[ASSIGNMENT]
Look through the data that follows and copy each line with the string "below".
*** EXTRACTED MATERIAL ***
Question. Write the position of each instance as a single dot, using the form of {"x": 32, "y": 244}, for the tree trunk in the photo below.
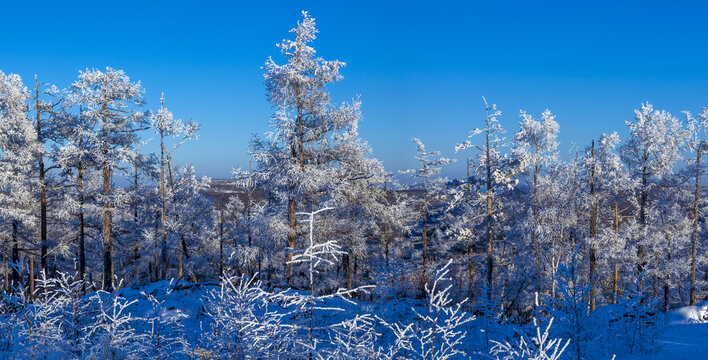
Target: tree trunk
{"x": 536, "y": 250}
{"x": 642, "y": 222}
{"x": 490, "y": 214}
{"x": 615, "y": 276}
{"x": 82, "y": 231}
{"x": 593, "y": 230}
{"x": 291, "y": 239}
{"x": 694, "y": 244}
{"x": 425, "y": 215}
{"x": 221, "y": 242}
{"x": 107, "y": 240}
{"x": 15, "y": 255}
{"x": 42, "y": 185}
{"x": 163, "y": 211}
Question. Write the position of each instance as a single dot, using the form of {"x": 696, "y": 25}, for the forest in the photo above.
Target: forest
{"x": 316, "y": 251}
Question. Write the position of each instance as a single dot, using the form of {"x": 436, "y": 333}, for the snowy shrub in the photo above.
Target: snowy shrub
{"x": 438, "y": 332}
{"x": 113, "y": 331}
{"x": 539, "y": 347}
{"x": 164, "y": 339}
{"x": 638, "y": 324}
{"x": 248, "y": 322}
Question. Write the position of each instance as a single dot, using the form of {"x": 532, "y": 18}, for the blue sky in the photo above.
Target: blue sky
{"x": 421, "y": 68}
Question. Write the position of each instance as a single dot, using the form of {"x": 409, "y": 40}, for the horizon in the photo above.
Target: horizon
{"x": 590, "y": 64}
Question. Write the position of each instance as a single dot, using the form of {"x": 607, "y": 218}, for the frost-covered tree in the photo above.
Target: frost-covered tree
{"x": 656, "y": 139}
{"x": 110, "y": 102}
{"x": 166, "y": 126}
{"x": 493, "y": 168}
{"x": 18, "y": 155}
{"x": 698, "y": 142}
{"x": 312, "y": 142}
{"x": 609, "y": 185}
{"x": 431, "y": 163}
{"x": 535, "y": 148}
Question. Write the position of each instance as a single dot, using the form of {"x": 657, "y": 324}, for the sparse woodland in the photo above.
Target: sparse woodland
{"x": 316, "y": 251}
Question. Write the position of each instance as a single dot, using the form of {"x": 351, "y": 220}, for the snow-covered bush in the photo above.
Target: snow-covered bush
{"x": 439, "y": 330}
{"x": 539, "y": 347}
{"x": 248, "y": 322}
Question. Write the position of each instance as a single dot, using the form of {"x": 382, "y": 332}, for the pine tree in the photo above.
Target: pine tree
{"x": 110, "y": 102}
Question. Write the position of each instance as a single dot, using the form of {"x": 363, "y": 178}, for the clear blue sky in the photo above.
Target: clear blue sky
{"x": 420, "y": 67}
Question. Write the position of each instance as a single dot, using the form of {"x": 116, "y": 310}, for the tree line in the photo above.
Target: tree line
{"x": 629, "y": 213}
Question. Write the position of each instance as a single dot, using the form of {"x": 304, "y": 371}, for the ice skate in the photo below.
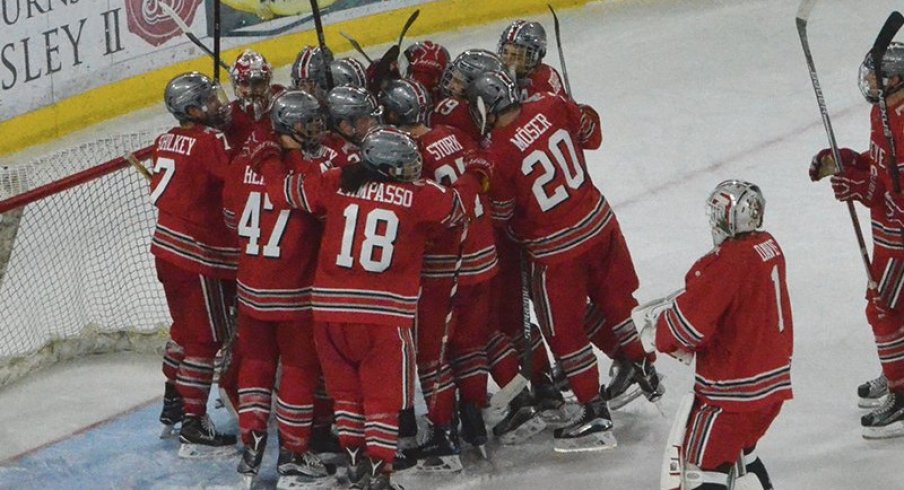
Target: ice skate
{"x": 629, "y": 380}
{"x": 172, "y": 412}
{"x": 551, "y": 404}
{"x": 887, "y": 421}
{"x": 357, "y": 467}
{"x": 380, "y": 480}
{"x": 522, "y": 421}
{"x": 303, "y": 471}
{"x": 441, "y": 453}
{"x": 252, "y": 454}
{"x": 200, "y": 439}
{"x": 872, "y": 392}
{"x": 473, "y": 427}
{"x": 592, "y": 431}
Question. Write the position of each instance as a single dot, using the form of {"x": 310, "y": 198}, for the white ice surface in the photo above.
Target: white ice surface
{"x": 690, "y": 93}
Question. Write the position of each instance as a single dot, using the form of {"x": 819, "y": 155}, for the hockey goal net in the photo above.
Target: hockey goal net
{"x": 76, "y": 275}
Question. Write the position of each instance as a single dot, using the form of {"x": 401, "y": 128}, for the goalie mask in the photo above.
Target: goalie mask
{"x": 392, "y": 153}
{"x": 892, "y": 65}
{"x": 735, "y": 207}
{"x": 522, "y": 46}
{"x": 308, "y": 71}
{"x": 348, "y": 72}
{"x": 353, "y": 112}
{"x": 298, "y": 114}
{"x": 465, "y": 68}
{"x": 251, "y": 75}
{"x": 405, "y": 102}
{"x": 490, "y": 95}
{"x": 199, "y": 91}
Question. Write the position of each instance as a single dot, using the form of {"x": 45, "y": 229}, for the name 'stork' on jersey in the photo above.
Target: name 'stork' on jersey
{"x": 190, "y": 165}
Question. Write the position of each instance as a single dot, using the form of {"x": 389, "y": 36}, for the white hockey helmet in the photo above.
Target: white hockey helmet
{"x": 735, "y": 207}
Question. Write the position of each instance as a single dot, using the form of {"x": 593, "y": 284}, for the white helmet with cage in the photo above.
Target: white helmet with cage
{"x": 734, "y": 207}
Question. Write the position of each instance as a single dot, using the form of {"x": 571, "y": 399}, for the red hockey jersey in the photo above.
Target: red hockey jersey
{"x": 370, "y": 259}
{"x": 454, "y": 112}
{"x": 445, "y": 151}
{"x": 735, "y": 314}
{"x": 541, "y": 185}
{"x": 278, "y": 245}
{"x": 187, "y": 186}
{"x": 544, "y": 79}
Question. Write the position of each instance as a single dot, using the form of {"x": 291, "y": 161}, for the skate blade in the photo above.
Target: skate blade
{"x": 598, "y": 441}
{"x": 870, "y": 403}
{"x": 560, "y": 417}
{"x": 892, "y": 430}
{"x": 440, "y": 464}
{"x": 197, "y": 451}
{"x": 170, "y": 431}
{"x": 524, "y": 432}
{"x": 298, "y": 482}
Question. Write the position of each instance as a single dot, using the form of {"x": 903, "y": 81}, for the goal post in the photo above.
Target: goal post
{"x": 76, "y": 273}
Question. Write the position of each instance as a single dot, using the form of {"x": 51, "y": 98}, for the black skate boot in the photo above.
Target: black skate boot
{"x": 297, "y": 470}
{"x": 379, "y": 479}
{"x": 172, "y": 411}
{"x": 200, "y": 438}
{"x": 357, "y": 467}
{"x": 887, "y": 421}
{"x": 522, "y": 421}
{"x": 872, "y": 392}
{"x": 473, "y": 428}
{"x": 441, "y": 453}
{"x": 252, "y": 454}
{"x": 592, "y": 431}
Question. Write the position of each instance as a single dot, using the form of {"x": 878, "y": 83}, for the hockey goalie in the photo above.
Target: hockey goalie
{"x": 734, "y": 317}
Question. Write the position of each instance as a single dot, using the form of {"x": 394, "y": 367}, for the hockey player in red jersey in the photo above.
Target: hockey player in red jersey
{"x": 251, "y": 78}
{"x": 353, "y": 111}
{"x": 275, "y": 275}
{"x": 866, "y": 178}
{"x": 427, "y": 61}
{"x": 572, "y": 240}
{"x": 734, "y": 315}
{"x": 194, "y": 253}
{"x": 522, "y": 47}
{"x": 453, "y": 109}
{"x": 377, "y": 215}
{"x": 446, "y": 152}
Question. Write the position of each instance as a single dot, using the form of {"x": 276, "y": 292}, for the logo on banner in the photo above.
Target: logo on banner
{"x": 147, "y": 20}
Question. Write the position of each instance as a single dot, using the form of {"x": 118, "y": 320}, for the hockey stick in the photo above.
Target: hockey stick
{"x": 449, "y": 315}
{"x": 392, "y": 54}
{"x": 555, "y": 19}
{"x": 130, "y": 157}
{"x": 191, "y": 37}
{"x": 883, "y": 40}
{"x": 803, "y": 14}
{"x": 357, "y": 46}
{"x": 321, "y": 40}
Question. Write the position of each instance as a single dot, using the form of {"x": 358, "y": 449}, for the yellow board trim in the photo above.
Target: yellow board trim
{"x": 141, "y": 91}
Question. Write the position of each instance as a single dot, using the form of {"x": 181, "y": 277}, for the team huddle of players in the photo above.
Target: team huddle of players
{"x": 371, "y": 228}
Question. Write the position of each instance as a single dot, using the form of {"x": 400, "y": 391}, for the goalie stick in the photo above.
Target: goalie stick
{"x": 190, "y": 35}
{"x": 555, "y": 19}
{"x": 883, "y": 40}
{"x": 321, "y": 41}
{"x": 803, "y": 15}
*** End of EXTRACTED MATERIAL ***
[WRITTEN RESPONSE]
Question. Write the position of each instance as a single dot, using the form of {"x": 32, "y": 244}, for the tree trunk in the photo below.
Question. Write the position of each instance as a single dot, using the form of {"x": 304, "y": 371}, for the ice skate in the photo below.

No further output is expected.